Q&A with The Life Electric
Boston indie-rock quintet, The Life Electric are gearing up to release their new album, The Real You this year. With already a few songs released ("Heartbeat" and introspective track, "Gone, Gone, Gone," which can be heard below) The Life Electric are already gaining quite a bit of momentum in 2016, with even more plans for the rest of the year. We recently caught up with the band about The Real You and their goals for 2016.
Interview by Shannon Shumaker
Can you tell us a little bit about The Life Electric for any readers who may not be familiar?
Joey [vocals]: The Life Electric is a rock band out of Boston MA. We’re a small local band making big songs. We aim to make the catchiest earworms we can while still keeping it interesting for our audience. We want people to sing along but not feel dumber for having done so.
You guys are gearing up to release your new album, The Real You this year. What does The Real You mean to you?
Joey: The Real You came out of a extended period of change for everyone in the band. We all went through the good the bad and the in between, and came out with a bit more perspective than when we started. The Real You is a reflection of all that change. From my perspective each song explores who we are at given moment. Are we what happened, what’s happening, or what is going to happen (or what we think is going to happen)? It’s probably a combination of all of those things. It’s fun to take a step back and try to figure it out though.
Ben [guitar/keys]: Yeah, and you’re not conscious of these songs capturing that period of time for us, but that’s almost always how it comes out. With that perspective, now that the album’s done, I’m proud of many of the themes that run through it. Searching for the best in relationships, in yourself, seeking catharsis… they’re universal pursuits, but we approached expressing them in a way that’s uniquely ours.
How would you say that The Real You compares to your previous releases? What changes or noticeable areas of growth can listeners expect to hear on this album?

=== WHAT IS REQUIRED ===
Write out, word for word, the part of the interview that opens with "Q&A with The" and closes with "not be familiar?". The rows come from an unrelated source.

=== ENTRIES SUPPLIED ===
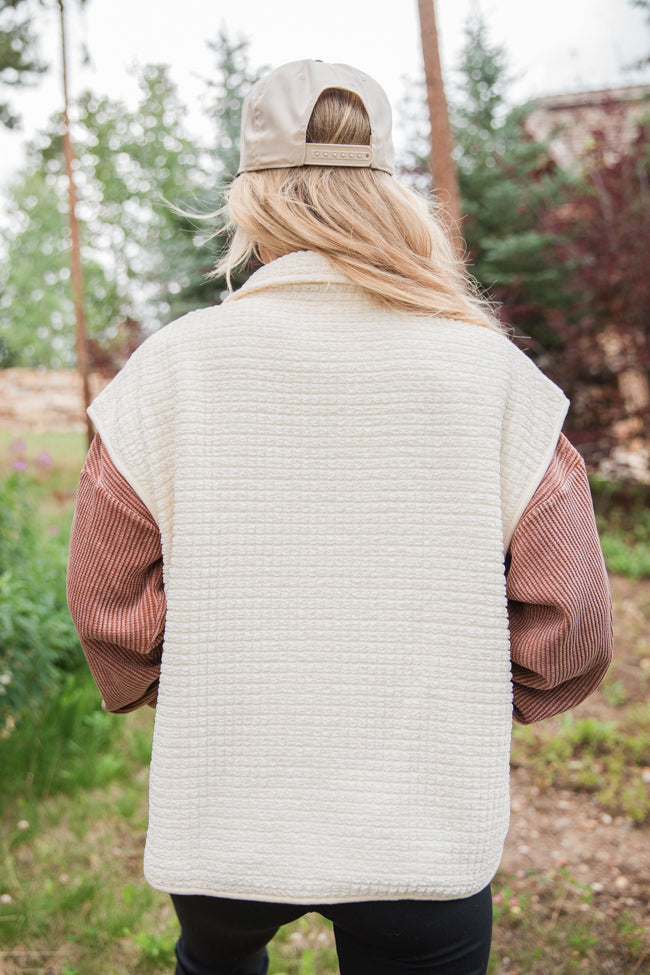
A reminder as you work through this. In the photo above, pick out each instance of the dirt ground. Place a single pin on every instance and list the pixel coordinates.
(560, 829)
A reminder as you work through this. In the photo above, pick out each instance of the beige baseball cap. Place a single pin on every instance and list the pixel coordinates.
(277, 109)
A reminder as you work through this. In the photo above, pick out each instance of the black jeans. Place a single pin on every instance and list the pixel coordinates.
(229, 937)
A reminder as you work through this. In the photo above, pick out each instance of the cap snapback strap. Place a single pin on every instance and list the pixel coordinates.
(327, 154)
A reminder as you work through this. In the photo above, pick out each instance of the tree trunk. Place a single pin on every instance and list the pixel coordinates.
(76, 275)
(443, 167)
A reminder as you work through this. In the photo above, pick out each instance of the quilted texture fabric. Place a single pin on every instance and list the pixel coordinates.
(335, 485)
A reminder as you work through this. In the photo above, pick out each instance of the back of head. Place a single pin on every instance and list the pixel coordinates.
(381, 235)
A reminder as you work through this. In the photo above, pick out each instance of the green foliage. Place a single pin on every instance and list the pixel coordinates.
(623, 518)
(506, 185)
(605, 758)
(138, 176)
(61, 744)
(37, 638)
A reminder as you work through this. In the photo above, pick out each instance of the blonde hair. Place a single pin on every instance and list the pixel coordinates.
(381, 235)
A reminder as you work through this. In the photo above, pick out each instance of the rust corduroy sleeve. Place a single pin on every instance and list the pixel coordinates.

--

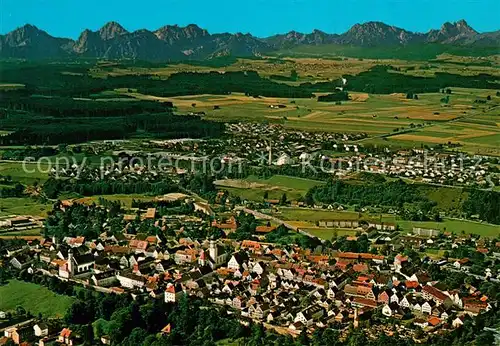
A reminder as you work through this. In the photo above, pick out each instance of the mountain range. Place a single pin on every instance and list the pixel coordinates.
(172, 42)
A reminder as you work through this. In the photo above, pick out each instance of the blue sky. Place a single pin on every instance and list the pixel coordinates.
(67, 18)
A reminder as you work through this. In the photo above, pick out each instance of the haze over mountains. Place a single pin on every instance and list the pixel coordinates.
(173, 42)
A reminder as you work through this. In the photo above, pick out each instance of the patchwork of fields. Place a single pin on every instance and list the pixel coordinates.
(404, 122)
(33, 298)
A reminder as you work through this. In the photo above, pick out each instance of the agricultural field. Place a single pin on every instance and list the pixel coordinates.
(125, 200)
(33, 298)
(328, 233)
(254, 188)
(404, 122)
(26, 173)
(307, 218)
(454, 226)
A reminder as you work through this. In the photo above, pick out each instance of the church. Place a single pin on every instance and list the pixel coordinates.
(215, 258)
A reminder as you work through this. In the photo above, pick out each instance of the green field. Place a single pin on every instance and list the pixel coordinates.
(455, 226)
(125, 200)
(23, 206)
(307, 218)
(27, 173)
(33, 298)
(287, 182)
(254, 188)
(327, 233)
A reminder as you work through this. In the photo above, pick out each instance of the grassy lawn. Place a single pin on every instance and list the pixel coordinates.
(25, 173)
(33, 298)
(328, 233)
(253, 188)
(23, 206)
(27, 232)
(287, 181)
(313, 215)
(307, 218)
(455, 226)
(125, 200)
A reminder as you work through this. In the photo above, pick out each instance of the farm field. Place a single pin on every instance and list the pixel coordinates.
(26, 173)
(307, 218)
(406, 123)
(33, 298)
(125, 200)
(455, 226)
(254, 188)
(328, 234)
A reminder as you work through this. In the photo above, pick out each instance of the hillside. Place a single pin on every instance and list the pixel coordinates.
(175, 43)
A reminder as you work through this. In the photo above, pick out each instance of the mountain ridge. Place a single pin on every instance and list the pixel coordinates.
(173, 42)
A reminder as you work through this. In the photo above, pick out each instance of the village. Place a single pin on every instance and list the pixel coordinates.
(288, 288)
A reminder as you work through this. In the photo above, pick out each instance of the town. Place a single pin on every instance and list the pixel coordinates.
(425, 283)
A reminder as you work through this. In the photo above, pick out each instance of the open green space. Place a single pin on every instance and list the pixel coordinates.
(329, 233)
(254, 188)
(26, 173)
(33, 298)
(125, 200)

=== ANSWER ===
Q&A with The Life Electric
Boston indie-rock quintet, The Life Electric are gearing up to release their new album, The Real You this year. With already a few songs released ("Heartbeat" and introspective track, "Gone, Gone, Gone," which can be heard below) The Life Electric are already gaining quite a bit of momentum in 2016, with even more plans for the rest of the year. We recently caught up with the band about The Real You and their goals for 2016.
Interview by Shannon Shumaker
Can you tell us a little bit about The Life Electric for any readers who may not be familiar?